[Opening EXTRACTED TEXT section]

AVA and US scientists using DNA to trace source of seized illegal ivory worth US$2.5 million

An AVA officer weighs an elephant tusk from the seizure. PHOTO: AVA

SINGAPORE - The Agri-Food and Veterinary Authority (AVA) is working with experts in the United States to track down the source of some 3,500kg of illegal ivory worth about US$2.5 million (S$3.32 million) seized here after it was shipped from Nigeria.

The ivory was confiscated in March, en route to Vietnam.

"As part of our investigations, AVA recently collaborated with Dr Sam Wasser, his team from the University of Washington, and the United States Homeland Security Investigations, to conduct DNA analysis of samples from the latest seizure," a spokesman for AVA said on Friday (May 4).

Dr Wasser, a conservation biologist from the University of Washington, pioneered the scientific method of extracting DNA from ivory tusks in 1998.

Among other things, an analysis of DNA samples can pinpoint where the elephant was poached and reveal potential linkages with other seizures overseas, AVA said.

As part of the two-day sampling process last month, the tusks were measured and grouped according to their characteristics.

Once sorted, specific ivory pieces were identified for sampling. A small piece of ivory was cut from each sample and taken to Dr Wasser's lab in the US for DNA tests, which are ongoing, said AVA.

Dr Anna Wong, director of AVA's import and export regulation department, said that while Singapore is neither the source nor destination country for illegal ivory, the trade is transnational in nature.

Singapore has long been identified by international environmental groups monitoring the illegal wildlife trade as a transshipment hub through which exotic animals and their parts often come through.

Said Dr Wong: "The findings can assist law enforcement agencies in source countries to focus their enforcement efforts. We are confident that our efforts will contribute to the global fight against illegal ivory trade."

Dr Wasser cutting an ivory sample for DNA analysis. PHOTO: AVA

Dr Wasser said that for fast enforcement action, it is important that seized ivory gets sampled quickly.

"By getting the information quick, we can have a greater effect in enforcement... If we are brought in earlier, we can help enforcement agencies build a better prosecution," he said.

His working relationship with the Singapore authorities goes back some 10 years. The Republic, he said, was the first country he worked with to conduct DNA analysis of seized ivory, and is by far the most responsive he has collaborated with.

[Closing EXTRACTED TEXT section]

● EXERCISE TASKS:
#1 Quote the ivory article word for word, everything from "The ivory was" down to "overseas, AVA said.".
#2 Carry the article on the ivory seizure forward from the point where it stops.
The listing that comes next has no connection to the ivory article.

[Opening RECORDS PROVIDED section]

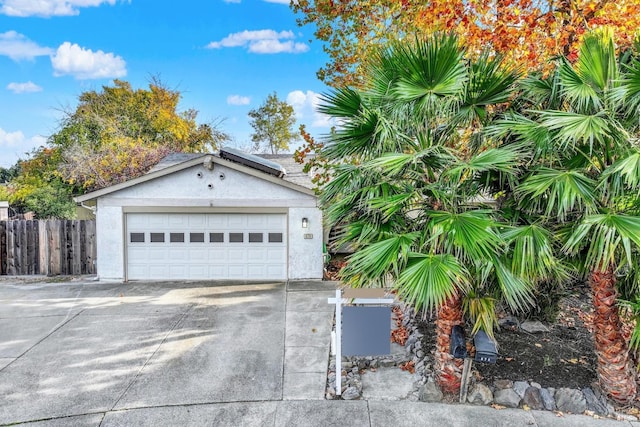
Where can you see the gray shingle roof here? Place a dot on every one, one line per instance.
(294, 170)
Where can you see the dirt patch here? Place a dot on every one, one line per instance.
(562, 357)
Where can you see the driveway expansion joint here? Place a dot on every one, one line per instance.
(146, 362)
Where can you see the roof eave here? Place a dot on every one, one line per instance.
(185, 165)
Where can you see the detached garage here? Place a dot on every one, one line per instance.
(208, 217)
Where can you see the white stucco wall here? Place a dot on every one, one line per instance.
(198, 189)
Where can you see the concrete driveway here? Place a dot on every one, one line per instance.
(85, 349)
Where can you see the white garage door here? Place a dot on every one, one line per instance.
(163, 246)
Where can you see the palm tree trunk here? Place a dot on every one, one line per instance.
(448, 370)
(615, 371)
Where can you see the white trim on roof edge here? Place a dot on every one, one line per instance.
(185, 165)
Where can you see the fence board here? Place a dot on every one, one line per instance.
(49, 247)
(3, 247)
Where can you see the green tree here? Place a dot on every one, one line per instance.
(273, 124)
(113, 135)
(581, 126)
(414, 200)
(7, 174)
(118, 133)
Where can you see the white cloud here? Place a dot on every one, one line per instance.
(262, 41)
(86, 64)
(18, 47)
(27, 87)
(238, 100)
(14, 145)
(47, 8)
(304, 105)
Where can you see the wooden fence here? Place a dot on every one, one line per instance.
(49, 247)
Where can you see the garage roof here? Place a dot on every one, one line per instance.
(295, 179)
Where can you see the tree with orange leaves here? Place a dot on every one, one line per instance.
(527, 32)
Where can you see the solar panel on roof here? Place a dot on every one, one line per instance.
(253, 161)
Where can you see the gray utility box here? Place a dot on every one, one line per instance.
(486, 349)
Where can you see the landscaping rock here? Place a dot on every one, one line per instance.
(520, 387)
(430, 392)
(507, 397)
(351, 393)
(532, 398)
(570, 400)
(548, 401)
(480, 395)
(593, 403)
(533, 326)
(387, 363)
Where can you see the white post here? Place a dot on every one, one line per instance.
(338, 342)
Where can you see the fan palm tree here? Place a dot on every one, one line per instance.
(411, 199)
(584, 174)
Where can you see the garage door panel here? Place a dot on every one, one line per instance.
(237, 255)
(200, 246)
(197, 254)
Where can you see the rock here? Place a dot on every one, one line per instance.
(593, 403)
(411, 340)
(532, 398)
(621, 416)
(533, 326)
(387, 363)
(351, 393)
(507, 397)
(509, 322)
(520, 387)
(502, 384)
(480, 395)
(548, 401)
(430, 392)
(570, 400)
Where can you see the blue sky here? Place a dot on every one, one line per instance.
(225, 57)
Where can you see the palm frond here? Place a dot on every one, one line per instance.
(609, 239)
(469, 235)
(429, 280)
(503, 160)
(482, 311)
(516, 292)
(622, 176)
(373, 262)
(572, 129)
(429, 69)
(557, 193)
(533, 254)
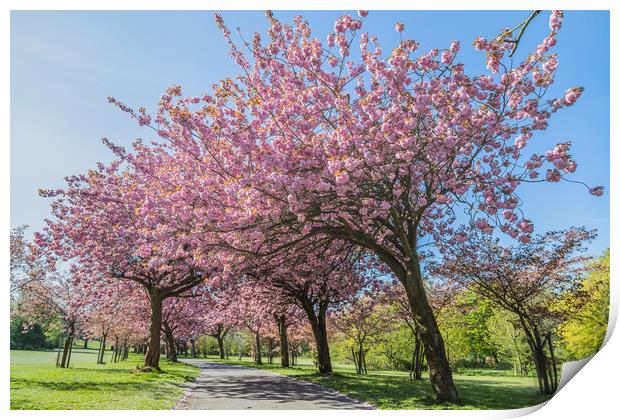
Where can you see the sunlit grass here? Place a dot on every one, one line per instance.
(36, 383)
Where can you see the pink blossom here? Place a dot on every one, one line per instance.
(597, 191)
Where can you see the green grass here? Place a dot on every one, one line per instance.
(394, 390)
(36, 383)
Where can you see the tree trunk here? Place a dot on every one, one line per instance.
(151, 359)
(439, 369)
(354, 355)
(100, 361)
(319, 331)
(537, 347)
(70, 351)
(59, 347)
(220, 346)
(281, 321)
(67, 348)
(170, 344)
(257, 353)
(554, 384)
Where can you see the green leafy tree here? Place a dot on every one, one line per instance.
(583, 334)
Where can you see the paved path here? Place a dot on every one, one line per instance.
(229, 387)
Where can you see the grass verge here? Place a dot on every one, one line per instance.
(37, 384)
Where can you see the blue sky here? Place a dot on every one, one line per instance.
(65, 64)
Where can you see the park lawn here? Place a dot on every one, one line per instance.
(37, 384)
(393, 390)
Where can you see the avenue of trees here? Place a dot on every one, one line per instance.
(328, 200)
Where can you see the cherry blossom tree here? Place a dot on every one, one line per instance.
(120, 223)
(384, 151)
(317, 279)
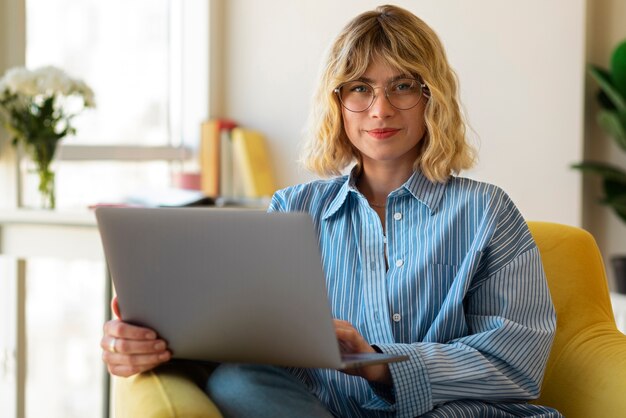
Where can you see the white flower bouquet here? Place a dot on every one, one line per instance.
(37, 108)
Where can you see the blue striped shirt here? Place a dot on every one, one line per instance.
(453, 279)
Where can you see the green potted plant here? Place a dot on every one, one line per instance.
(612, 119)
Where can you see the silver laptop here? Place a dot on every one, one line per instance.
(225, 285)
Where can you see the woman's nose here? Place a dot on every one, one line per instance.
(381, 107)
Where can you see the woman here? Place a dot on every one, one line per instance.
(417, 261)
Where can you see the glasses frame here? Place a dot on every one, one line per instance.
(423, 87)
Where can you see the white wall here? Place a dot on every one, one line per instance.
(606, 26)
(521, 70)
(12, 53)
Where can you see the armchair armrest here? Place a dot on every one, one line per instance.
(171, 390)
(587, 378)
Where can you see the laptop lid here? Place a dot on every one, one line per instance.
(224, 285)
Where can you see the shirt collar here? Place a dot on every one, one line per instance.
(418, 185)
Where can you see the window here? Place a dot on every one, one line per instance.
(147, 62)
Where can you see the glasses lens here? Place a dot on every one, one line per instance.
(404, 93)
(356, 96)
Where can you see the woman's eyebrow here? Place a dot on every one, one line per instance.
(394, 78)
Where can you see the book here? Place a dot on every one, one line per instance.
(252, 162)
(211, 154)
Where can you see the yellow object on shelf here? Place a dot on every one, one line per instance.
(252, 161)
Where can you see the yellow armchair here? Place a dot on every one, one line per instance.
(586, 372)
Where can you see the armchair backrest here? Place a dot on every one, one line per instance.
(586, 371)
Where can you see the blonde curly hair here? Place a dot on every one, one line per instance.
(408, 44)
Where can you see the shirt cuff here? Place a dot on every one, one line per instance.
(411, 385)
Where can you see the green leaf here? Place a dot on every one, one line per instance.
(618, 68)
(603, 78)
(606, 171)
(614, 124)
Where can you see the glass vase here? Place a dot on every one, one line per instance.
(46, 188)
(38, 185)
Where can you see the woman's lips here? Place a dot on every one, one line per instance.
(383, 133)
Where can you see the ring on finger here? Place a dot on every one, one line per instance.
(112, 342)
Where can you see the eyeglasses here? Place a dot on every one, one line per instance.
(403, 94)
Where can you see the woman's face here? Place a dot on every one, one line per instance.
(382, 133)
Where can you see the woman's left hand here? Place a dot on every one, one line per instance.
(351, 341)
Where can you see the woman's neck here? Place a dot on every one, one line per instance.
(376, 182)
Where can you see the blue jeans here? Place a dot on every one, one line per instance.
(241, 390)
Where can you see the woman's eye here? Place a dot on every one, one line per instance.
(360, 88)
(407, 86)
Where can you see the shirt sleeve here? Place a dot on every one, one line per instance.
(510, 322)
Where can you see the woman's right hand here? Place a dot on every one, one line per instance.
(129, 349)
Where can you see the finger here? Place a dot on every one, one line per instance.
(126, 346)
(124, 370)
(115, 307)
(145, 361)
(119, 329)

[Closing RECORDS PROVIDED section]

● EXERCISE RESULTS:
#1
The ivory was confiscated in March, en route to Vietnam.

"As part of our investigations, AVA recently collaborated with Dr Sam Wasser, his team from the University of Washington, and the United States Homeland Security Investigations, to conduct DNA analysis of samples from the latest seizure," a spokesman for AVA said on Friday (May 4).

Dr Wasser, a conservation biologist from the University of Washington, pioneered the scientific method of extracting DNA from ivory tusks in 1998.

Among other things, an analysis of DNA samples can pinpoint where the elephant was poached and reveal potential linkages with other seizures overseas, AVA said.

#2
Said Dr Wasser: "The ivory we are sampling now was seized a month and a half ago. That's the shortest time we've ever had between when the seizure was made and us getting to sample it."

In other cases, countries do not release seized ivory for sampling until up to two years later, he added.

The elephant tusks were grouped according to their characteristics. PHOTO: AVA

Singapore follows the Convention on International Trade in Endangered Species of Wild Fauna and Flora (Cites). Elephants are a protected species under Cites and international trade in elephant ivory is prohibited.

US Immigration and Customs Enforcement Homeland Security Investigations regional attache Calvin Webb said collaborations such as that between AVA and the University of Washington, coupled with the use of technology, can help with enforcement.

He said: "Those involved in the thefts which led to this past March's historic poached ivory seizure, as well as others involved in this criminal act, will be held accountable for their actions."

While the agency works with international agencies such as Interpol, and steps up enforcement at checkpoints, the public has an important role to play as well, AVA said on Friday.

This includes not buying illegal wildlife or their parts and products, as well as sending alerts to the authorities for suspected cases via AVA's online feedback form or by calling 6805-2992.

Those found guilty can be fined up to $1,000, and must forfeit the animal or item. If the wildlife species is protected under Cites, the fine is a maximum of $500,000 and/or two years' imprisonment. Specimens will also be forfeited.